__Task instructions__. Name every square number that the passage on surds below gives as an example.
++++ Quoted passage ++++
1. Number

Surds

Surds can seem like a tricky topic to grasp, but fear not! These tips from the experts at Save My Exams will help you understand and master surds, empowering you to tackle any surds-related questions in your exams.

What are Surds?

Surds are irrational numbers that can't be simplified into a neat fraction. In other words, they're numbers that contain a square root $\sqrt{}$ where the number inside the square root isn't a square number. Squares are numbers, like 1, 4, 9, and 16, have whole numbers as their square roots (e.g. $\sqrt{1} = 1$ , $\sqrt{4} = 2$ , $\sqrt{9} = 3$ , $\sqrt{16} = 4$ ).

Surds are usually written in the form $\sqrt{a}$ or $b \sqrt{a}$ where a is a positive integer that isn't a perfect square and b is any real number.
++++ Supplied information ++++
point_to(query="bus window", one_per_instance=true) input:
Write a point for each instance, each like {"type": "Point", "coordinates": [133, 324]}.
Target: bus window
++++
__Solution for this problem__. 1, 4, 9, 16